STUDY MATERIAL →
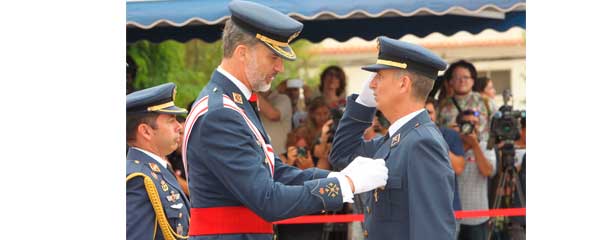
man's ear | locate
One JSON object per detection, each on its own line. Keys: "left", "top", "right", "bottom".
{"left": 233, "top": 44, "right": 248, "bottom": 62}
{"left": 398, "top": 74, "right": 412, "bottom": 94}
{"left": 137, "top": 123, "right": 153, "bottom": 141}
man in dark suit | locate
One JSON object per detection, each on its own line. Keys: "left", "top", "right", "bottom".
{"left": 126, "top": 82, "right": 190, "bottom": 240}
{"left": 329, "top": 36, "right": 457, "bottom": 240}
{"left": 182, "top": 1, "right": 389, "bottom": 240}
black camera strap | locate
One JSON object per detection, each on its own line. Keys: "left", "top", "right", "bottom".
{"left": 451, "top": 97, "right": 463, "bottom": 113}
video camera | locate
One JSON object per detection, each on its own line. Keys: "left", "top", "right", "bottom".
{"left": 489, "top": 89, "right": 526, "bottom": 168}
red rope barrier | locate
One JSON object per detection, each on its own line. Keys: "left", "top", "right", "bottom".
{"left": 274, "top": 208, "right": 525, "bottom": 225}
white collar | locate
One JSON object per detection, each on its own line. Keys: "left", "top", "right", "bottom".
{"left": 217, "top": 65, "right": 252, "bottom": 100}
{"left": 132, "top": 147, "right": 168, "bottom": 169}
{"left": 387, "top": 109, "right": 426, "bottom": 137}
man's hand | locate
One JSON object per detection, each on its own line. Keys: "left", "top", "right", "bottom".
{"left": 296, "top": 151, "right": 315, "bottom": 169}
{"left": 460, "top": 131, "right": 479, "bottom": 149}
{"left": 284, "top": 146, "right": 298, "bottom": 165}
{"left": 341, "top": 156, "right": 388, "bottom": 194}
{"left": 356, "top": 73, "right": 377, "bottom": 107}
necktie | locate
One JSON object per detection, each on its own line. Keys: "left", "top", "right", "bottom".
{"left": 248, "top": 93, "right": 261, "bottom": 120}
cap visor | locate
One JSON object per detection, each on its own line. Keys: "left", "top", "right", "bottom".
{"left": 262, "top": 41, "right": 296, "bottom": 61}
{"left": 361, "top": 64, "right": 398, "bottom": 72}
{"left": 156, "top": 106, "right": 188, "bottom": 115}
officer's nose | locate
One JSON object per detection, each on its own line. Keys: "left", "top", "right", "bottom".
{"left": 369, "top": 74, "right": 379, "bottom": 90}
{"left": 175, "top": 121, "right": 183, "bottom": 134}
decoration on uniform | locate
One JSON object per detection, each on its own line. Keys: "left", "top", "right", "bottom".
{"left": 149, "top": 163, "right": 161, "bottom": 172}
{"left": 160, "top": 180, "right": 169, "bottom": 192}
{"left": 415, "top": 122, "right": 420, "bottom": 128}
{"left": 170, "top": 203, "right": 184, "bottom": 209}
{"left": 232, "top": 92, "right": 243, "bottom": 104}
{"left": 288, "top": 31, "right": 300, "bottom": 43}
{"left": 151, "top": 172, "right": 159, "bottom": 180}
{"left": 177, "top": 223, "right": 184, "bottom": 235}
{"left": 167, "top": 191, "right": 181, "bottom": 202}
{"left": 172, "top": 87, "right": 177, "bottom": 101}
{"left": 391, "top": 134, "right": 401, "bottom": 147}
{"left": 319, "top": 182, "right": 339, "bottom": 198}
{"left": 134, "top": 160, "right": 140, "bottom": 164}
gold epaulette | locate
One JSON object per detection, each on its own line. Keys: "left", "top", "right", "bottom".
{"left": 127, "top": 173, "right": 188, "bottom": 239}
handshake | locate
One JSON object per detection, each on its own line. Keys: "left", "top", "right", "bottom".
{"left": 339, "top": 156, "right": 388, "bottom": 194}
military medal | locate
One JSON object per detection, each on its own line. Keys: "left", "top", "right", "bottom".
{"left": 151, "top": 172, "right": 158, "bottom": 180}
{"left": 160, "top": 180, "right": 169, "bottom": 192}
{"left": 166, "top": 191, "right": 180, "bottom": 202}
{"left": 149, "top": 163, "right": 161, "bottom": 172}
{"left": 177, "top": 223, "right": 183, "bottom": 235}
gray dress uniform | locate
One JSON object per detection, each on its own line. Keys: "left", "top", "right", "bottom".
{"left": 329, "top": 37, "right": 457, "bottom": 240}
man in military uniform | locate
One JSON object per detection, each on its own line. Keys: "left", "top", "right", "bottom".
{"left": 329, "top": 37, "right": 457, "bottom": 239}
{"left": 182, "top": 1, "right": 389, "bottom": 239}
{"left": 126, "top": 82, "right": 190, "bottom": 240}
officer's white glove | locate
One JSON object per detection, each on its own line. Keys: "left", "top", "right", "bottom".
{"left": 342, "top": 156, "right": 388, "bottom": 194}
{"left": 356, "top": 73, "right": 377, "bottom": 107}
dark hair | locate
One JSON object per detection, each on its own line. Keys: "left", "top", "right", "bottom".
{"left": 443, "top": 59, "right": 477, "bottom": 83}
{"left": 221, "top": 19, "right": 260, "bottom": 58}
{"left": 473, "top": 76, "right": 491, "bottom": 93}
{"left": 407, "top": 70, "right": 435, "bottom": 102}
{"left": 308, "top": 96, "right": 328, "bottom": 113}
{"left": 425, "top": 97, "right": 436, "bottom": 106}
{"left": 319, "top": 65, "right": 346, "bottom": 97}
{"left": 126, "top": 113, "right": 160, "bottom": 144}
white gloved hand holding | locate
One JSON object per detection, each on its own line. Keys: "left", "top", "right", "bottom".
{"left": 356, "top": 73, "right": 377, "bottom": 107}
{"left": 341, "top": 156, "right": 388, "bottom": 194}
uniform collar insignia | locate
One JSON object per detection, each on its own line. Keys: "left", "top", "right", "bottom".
{"left": 390, "top": 134, "right": 401, "bottom": 148}
{"left": 149, "top": 163, "right": 161, "bottom": 172}
{"left": 232, "top": 92, "right": 244, "bottom": 104}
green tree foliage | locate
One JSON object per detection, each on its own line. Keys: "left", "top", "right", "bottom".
{"left": 127, "top": 40, "right": 222, "bottom": 109}
{"left": 127, "top": 39, "right": 334, "bottom": 109}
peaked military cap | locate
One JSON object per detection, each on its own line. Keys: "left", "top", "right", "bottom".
{"left": 228, "top": 0, "right": 303, "bottom": 61}
{"left": 362, "top": 36, "right": 448, "bottom": 79}
{"left": 126, "top": 82, "right": 187, "bottom": 115}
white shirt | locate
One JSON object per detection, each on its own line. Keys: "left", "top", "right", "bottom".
{"left": 387, "top": 109, "right": 426, "bottom": 136}
{"left": 132, "top": 147, "right": 168, "bottom": 169}
{"left": 217, "top": 66, "right": 251, "bottom": 100}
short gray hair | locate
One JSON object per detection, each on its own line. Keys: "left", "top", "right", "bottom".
{"left": 396, "top": 69, "right": 435, "bottom": 101}
{"left": 222, "top": 19, "right": 260, "bottom": 58}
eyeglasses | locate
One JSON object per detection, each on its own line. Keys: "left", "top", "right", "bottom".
{"left": 462, "top": 110, "right": 480, "bottom": 117}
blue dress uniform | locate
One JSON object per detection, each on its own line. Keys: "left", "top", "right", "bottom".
{"left": 181, "top": 1, "right": 346, "bottom": 239}
{"left": 126, "top": 83, "right": 191, "bottom": 240}
{"left": 329, "top": 37, "right": 457, "bottom": 240}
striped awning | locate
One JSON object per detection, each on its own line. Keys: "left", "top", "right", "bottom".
{"left": 127, "top": 0, "right": 525, "bottom": 43}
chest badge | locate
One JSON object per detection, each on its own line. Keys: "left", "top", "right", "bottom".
{"left": 232, "top": 92, "right": 244, "bottom": 104}
{"left": 167, "top": 190, "right": 181, "bottom": 202}
{"left": 390, "top": 134, "right": 401, "bottom": 147}
{"left": 149, "top": 163, "right": 161, "bottom": 173}
{"left": 160, "top": 180, "right": 169, "bottom": 192}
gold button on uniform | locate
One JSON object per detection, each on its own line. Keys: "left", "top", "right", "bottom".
{"left": 363, "top": 230, "right": 368, "bottom": 238}
{"left": 178, "top": 212, "right": 183, "bottom": 218}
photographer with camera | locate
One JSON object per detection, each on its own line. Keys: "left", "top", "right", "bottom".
{"left": 436, "top": 60, "right": 496, "bottom": 240}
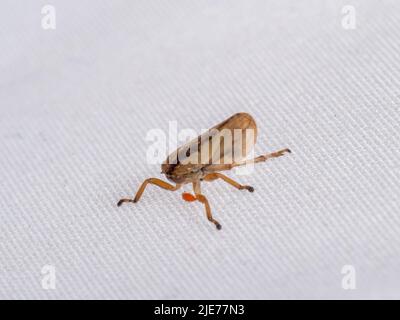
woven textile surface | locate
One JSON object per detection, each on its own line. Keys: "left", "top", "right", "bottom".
{"left": 1, "top": 0, "right": 399, "bottom": 299}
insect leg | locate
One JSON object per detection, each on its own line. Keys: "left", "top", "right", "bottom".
{"left": 195, "top": 193, "right": 222, "bottom": 230}
{"left": 182, "top": 181, "right": 222, "bottom": 230}
{"left": 117, "top": 178, "right": 181, "bottom": 206}
{"left": 203, "top": 173, "right": 254, "bottom": 192}
{"left": 243, "top": 148, "right": 291, "bottom": 166}
{"left": 205, "top": 148, "right": 291, "bottom": 171}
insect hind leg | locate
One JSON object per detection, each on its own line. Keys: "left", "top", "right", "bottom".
{"left": 204, "top": 148, "right": 291, "bottom": 172}
{"left": 252, "top": 148, "right": 291, "bottom": 164}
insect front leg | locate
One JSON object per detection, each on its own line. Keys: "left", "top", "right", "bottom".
{"left": 196, "top": 194, "right": 222, "bottom": 230}
{"left": 117, "top": 178, "right": 182, "bottom": 206}
{"left": 203, "top": 173, "right": 254, "bottom": 192}
{"left": 182, "top": 181, "right": 222, "bottom": 230}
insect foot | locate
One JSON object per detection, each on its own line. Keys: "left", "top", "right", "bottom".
{"left": 240, "top": 186, "right": 254, "bottom": 192}
{"left": 271, "top": 148, "right": 291, "bottom": 158}
{"left": 117, "top": 198, "right": 136, "bottom": 206}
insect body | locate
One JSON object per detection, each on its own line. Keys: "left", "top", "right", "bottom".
{"left": 118, "top": 113, "right": 291, "bottom": 230}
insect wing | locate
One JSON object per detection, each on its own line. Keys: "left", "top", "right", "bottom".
{"left": 207, "top": 112, "right": 257, "bottom": 165}
{"left": 163, "top": 113, "right": 257, "bottom": 171}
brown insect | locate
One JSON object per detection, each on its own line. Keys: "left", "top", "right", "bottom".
{"left": 118, "top": 112, "right": 291, "bottom": 230}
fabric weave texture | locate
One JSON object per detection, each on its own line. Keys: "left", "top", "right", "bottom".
{"left": 0, "top": 0, "right": 399, "bottom": 299}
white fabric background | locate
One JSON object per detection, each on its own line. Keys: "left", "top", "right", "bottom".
{"left": 1, "top": 0, "right": 400, "bottom": 299}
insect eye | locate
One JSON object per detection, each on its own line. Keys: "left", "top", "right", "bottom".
{"left": 186, "top": 149, "right": 190, "bottom": 157}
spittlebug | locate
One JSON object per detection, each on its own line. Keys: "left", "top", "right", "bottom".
{"left": 118, "top": 112, "right": 291, "bottom": 230}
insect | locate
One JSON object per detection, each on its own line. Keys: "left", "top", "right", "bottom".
{"left": 118, "top": 112, "right": 291, "bottom": 230}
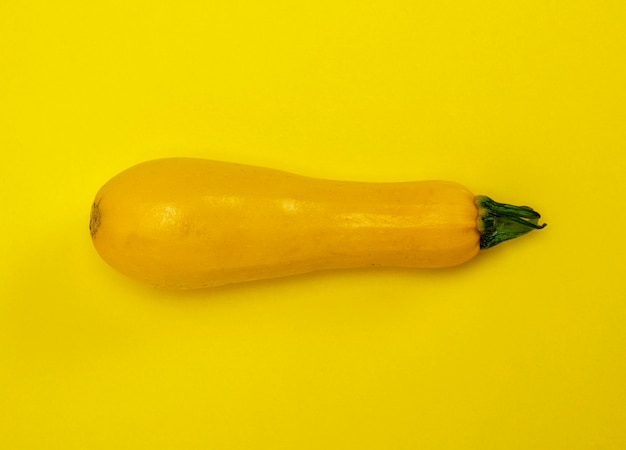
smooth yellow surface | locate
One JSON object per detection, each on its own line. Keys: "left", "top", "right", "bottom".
{"left": 1, "top": 0, "right": 624, "bottom": 448}
{"left": 92, "top": 158, "right": 479, "bottom": 288}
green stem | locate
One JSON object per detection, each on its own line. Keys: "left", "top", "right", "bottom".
{"left": 476, "top": 195, "right": 546, "bottom": 250}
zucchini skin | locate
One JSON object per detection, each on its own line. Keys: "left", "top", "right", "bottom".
{"left": 90, "top": 158, "right": 544, "bottom": 288}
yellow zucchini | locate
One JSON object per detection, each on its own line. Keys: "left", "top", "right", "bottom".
{"left": 89, "top": 158, "right": 545, "bottom": 288}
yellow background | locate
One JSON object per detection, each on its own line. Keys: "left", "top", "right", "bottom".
{"left": 1, "top": 1, "right": 625, "bottom": 448}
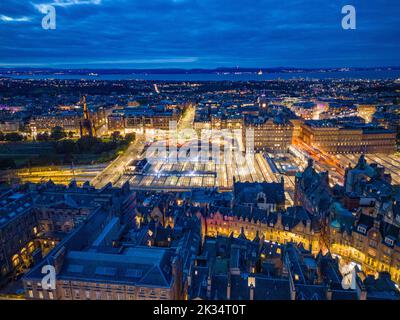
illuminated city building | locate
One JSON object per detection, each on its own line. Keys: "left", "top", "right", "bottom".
{"left": 30, "top": 111, "right": 82, "bottom": 135}
{"left": 296, "top": 156, "right": 400, "bottom": 285}
{"left": 188, "top": 236, "right": 293, "bottom": 300}
{"left": 0, "top": 180, "right": 134, "bottom": 285}
{"left": 0, "top": 120, "right": 21, "bottom": 133}
{"left": 107, "top": 111, "right": 126, "bottom": 132}
{"left": 299, "top": 120, "right": 397, "bottom": 154}
{"left": 27, "top": 97, "right": 106, "bottom": 138}
{"left": 1, "top": 76, "right": 400, "bottom": 301}
{"left": 107, "top": 104, "right": 182, "bottom": 134}
{"left": 29, "top": 106, "right": 105, "bottom": 138}
{"left": 290, "top": 101, "right": 328, "bottom": 120}
{"left": 318, "top": 102, "right": 357, "bottom": 120}
{"left": 23, "top": 196, "right": 201, "bottom": 300}
{"left": 211, "top": 114, "right": 243, "bottom": 131}
{"left": 290, "top": 118, "right": 304, "bottom": 141}
{"left": 245, "top": 116, "right": 294, "bottom": 152}
{"left": 2, "top": 169, "right": 398, "bottom": 299}
{"left": 187, "top": 234, "right": 398, "bottom": 300}
{"left": 199, "top": 181, "right": 321, "bottom": 255}
{"left": 357, "top": 104, "right": 377, "bottom": 123}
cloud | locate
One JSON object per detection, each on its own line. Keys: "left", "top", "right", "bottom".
{"left": 33, "top": 0, "right": 102, "bottom": 13}
{"left": 42, "top": 0, "right": 101, "bottom": 7}
{"left": 0, "top": 57, "right": 199, "bottom": 67}
{"left": 88, "top": 57, "right": 199, "bottom": 64}
{"left": 0, "top": 0, "right": 399, "bottom": 68}
{"left": 0, "top": 15, "right": 31, "bottom": 22}
{"left": 52, "top": 0, "right": 101, "bottom": 5}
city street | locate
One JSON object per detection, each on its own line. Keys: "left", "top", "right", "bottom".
{"left": 91, "top": 134, "right": 146, "bottom": 188}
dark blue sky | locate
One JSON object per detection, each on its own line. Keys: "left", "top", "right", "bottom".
{"left": 0, "top": 0, "right": 399, "bottom": 68}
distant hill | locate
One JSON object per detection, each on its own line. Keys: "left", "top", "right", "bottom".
{"left": 0, "top": 66, "right": 399, "bottom": 76}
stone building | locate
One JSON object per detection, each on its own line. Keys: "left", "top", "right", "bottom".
{"left": 0, "top": 180, "right": 134, "bottom": 285}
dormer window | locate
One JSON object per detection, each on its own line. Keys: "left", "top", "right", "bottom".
{"left": 385, "top": 237, "right": 394, "bottom": 247}
{"left": 357, "top": 225, "right": 367, "bottom": 234}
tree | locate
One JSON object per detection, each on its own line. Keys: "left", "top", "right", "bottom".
{"left": 54, "top": 139, "right": 76, "bottom": 154}
{"left": 37, "top": 132, "right": 50, "bottom": 141}
{"left": 111, "top": 131, "right": 121, "bottom": 141}
{"left": 0, "top": 131, "right": 4, "bottom": 141}
{"left": 76, "top": 136, "right": 100, "bottom": 153}
{"left": 125, "top": 133, "right": 135, "bottom": 144}
{"left": 0, "top": 158, "right": 16, "bottom": 169}
{"left": 50, "top": 126, "right": 66, "bottom": 141}
{"left": 5, "top": 132, "right": 23, "bottom": 142}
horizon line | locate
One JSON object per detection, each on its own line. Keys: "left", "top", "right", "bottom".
{"left": 1, "top": 66, "right": 400, "bottom": 71}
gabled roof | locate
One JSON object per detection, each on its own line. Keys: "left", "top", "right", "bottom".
{"left": 282, "top": 206, "right": 311, "bottom": 230}
{"left": 295, "top": 284, "right": 327, "bottom": 300}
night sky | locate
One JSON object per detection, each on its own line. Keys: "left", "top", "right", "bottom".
{"left": 0, "top": 0, "right": 399, "bottom": 68}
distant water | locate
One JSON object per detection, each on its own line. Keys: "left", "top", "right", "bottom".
{"left": 5, "top": 70, "right": 400, "bottom": 81}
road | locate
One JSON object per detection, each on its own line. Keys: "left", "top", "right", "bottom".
{"left": 91, "top": 134, "right": 146, "bottom": 188}
{"left": 91, "top": 104, "right": 196, "bottom": 189}
{"left": 178, "top": 104, "right": 196, "bottom": 131}
{"left": 293, "top": 137, "right": 345, "bottom": 185}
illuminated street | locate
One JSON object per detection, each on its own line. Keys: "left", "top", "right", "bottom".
{"left": 91, "top": 134, "right": 146, "bottom": 188}
{"left": 1, "top": 0, "right": 400, "bottom": 305}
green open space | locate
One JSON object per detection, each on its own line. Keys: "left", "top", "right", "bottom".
{"left": 0, "top": 132, "right": 135, "bottom": 170}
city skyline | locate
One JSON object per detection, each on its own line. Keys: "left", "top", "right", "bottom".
{"left": 1, "top": 0, "right": 400, "bottom": 305}
{"left": 1, "top": 0, "right": 400, "bottom": 68}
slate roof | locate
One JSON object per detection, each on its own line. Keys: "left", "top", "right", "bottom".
{"left": 331, "top": 289, "right": 358, "bottom": 300}
{"left": 330, "top": 202, "right": 355, "bottom": 235}
{"left": 190, "top": 272, "right": 291, "bottom": 300}
{"left": 234, "top": 181, "right": 285, "bottom": 205}
{"left": 297, "top": 161, "right": 332, "bottom": 215}
{"left": 230, "top": 274, "right": 291, "bottom": 300}
{"left": 380, "top": 222, "right": 400, "bottom": 247}
{"left": 316, "top": 251, "right": 343, "bottom": 289}
{"left": 354, "top": 214, "right": 375, "bottom": 235}
{"left": 364, "top": 272, "right": 400, "bottom": 300}
{"left": 231, "top": 204, "right": 268, "bottom": 222}
{"left": 281, "top": 206, "right": 311, "bottom": 230}
{"left": 295, "top": 284, "right": 327, "bottom": 300}
{"left": 57, "top": 247, "right": 175, "bottom": 287}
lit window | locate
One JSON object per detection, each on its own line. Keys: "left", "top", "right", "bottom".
{"left": 357, "top": 226, "right": 367, "bottom": 234}
{"left": 385, "top": 237, "right": 394, "bottom": 246}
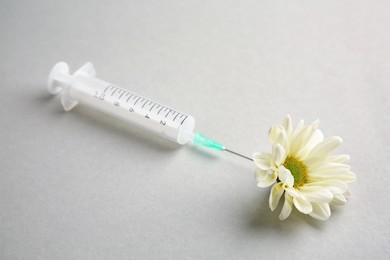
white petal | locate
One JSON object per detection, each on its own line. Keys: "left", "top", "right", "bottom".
{"left": 278, "top": 166, "right": 294, "bottom": 187}
{"left": 290, "top": 119, "right": 305, "bottom": 148}
{"left": 285, "top": 187, "right": 299, "bottom": 197}
{"left": 307, "top": 129, "right": 324, "bottom": 149}
{"left": 308, "top": 136, "right": 343, "bottom": 160}
{"left": 314, "top": 162, "right": 351, "bottom": 172}
{"left": 327, "top": 154, "right": 350, "bottom": 163}
{"left": 273, "top": 144, "right": 286, "bottom": 166}
{"left": 283, "top": 115, "right": 293, "bottom": 136}
{"left": 269, "top": 125, "right": 284, "bottom": 144}
{"left": 304, "top": 157, "right": 323, "bottom": 170}
{"left": 310, "top": 119, "right": 320, "bottom": 130}
{"left": 279, "top": 194, "right": 293, "bottom": 220}
{"left": 337, "top": 172, "right": 356, "bottom": 183}
{"left": 312, "top": 172, "right": 356, "bottom": 183}
{"left": 295, "top": 148, "right": 311, "bottom": 161}
{"left": 294, "top": 120, "right": 305, "bottom": 135}
{"left": 276, "top": 131, "right": 288, "bottom": 153}
{"left": 255, "top": 168, "right": 268, "bottom": 181}
{"left": 269, "top": 183, "right": 284, "bottom": 211}
{"left": 253, "top": 153, "right": 273, "bottom": 170}
{"left": 330, "top": 194, "right": 347, "bottom": 205}
{"left": 256, "top": 172, "right": 277, "bottom": 188}
{"left": 298, "top": 186, "right": 333, "bottom": 203}
{"left": 309, "top": 203, "right": 331, "bottom": 220}
{"left": 308, "top": 163, "right": 351, "bottom": 179}
{"left": 323, "top": 181, "right": 349, "bottom": 194}
{"left": 304, "top": 180, "right": 349, "bottom": 195}
{"left": 291, "top": 125, "right": 312, "bottom": 153}
{"left": 293, "top": 196, "right": 313, "bottom": 214}
{"left": 270, "top": 127, "right": 290, "bottom": 155}
{"left": 295, "top": 129, "right": 324, "bottom": 159}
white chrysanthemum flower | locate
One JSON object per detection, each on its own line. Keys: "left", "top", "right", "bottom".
{"left": 253, "top": 115, "right": 356, "bottom": 221}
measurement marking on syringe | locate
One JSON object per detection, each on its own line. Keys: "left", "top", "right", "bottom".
{"left": 181, "top": 116, "right": 188, "bottom": 125}
{"left": 126, "top": 94, "right": 134, "bottom": 102}
{"left": 149, "top": 103, "right": 156, "bottom": 111}
{"left": 118, "top": 91, "right": 125, "bottom": 99}
{"left": 111, "top": 88, "right": 117, "bottom": 96}
{"left": 103, "top": 85, "right": 110, "bottom": 93}
{"left": 142, "top": 100, "right": 148, "bottom": 108}
{"left": 173, "top": 113, "right": 179, "bottom": 121}
{"left": 165, "top": 110, "right": 172, "bottom": 118}
{"left": 134, "top": 97, "right": 141, "bottom": 105}
{"left": 157, "top": 107, "right": 164, "bottom": 115}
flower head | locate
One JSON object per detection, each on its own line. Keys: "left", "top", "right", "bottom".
{"left": 253, "top": 115, "right": 356, "bottom": 220}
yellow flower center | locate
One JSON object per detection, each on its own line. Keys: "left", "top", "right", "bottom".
{"left": 283, "top": 156, "right": 308, "bottom": 187}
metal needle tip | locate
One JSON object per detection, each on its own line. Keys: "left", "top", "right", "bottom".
{"left": 224, "top": 148, "right": 253, "bottom": 161}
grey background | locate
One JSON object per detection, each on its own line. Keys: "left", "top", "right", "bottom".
{"left": 1, "top": 0, "right": 390, "bottom": 259}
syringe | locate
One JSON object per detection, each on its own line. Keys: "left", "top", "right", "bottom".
{"left": 48, "top": 62, "right": 252, "bottom": 161}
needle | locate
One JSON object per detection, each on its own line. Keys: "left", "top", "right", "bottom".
{"left": 224, "top": 148, "right": 253, "bottom": 161}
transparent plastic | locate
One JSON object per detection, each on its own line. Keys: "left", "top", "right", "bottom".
{"left": 48, "top": 62, "right": 195, "bottom": 144}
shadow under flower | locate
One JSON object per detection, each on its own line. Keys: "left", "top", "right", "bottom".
{"left": 244, "top": 190, "right": 327, "bottom": 234}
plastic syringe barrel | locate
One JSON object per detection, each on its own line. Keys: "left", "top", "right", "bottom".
{"left": 47, "top": 62, "right": 195, "bottom": 145}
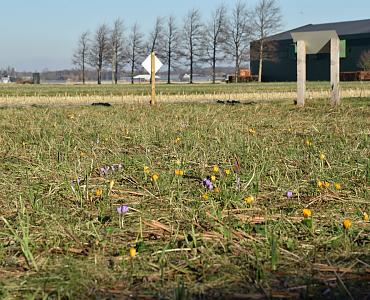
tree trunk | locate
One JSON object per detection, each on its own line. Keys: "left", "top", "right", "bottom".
{"left": 131, "top": 65, "right": 134, "bottom": 84}
{"left": 115, "top": 51, "right": 118, "bottom": 84}
{"left": 82, "top": 52, "right": 85, "bottom": 84}
{"left": 258, "top": 40, "right": 263, "bottom": 83}
{"left": 98, "top": 67, "right": 101, "bottom": 84}
{"left": 190, "top": 54, "right": 193, "bottom": 84}
{"left": 167, "top": 52, "right": 171, "bottom": 84}
{"left": 212, "top": 59, "right": 216, "bottom": 84}
{"left": 111, "top": 55, "right": 114, "bottom": 84}
{"left": 212, "top": 47, "right": 216, "bottom": 84}
{"left": 235, "top": 46, "right": 239, "bottom": 83}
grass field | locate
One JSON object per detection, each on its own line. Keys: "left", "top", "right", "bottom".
{"left": 1, "top": 96, "right": 370, "bottom": 299}
{"left": 1, "top": 81, "right": 370, "bottom": 97}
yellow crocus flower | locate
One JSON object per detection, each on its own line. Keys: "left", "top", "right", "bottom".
{"left": 129, "top": 248, "right": 136, "bottom": 259}
{"left": 343, "top": 219, "right": 351, "bottom": 229}
{"left": 303, "top": 208, "right": 311, "bottom": 218}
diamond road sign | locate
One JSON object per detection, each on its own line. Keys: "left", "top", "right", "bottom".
{"left": 141, "top": 54, "right": 163, "bottom": 75}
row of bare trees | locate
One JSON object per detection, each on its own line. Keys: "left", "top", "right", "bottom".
{"left": 72, "top": 0, "right": 283, "bottom": 84}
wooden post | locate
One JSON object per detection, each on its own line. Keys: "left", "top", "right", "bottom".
{"left": 297, "top": 40, "right": 306, "bottom": 106}
{"left": 331, "top": 38, "right": 340, "bottom": 106}
{"left": 151, "top": 52, "right": 155, "bottom": 105}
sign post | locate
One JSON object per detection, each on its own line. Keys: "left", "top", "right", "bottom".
{"left": 151, "top": 52, "right": 155, "bottom": 105}
{"left": 331, "top": 38, "right": 340, "bottom": 106}
{"left": 297, "top": 40, "right": 306, "bottom": 106}
{"left": 141, "top": 53, "right": 163, "bottom": 105}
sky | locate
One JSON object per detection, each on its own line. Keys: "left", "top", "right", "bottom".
{"left": 1, "top": 0, "right": 369, "bottom": 72}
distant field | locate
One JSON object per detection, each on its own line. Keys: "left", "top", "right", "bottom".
{"left": 1, "top": 81, "right": 370, "bottom": 97}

YOUR OBJECTIVE → Look through the records and copy every line that has the word "fabric".

FINISHED EXERCISE →
fabric weave texture | locate
white fabric background | locate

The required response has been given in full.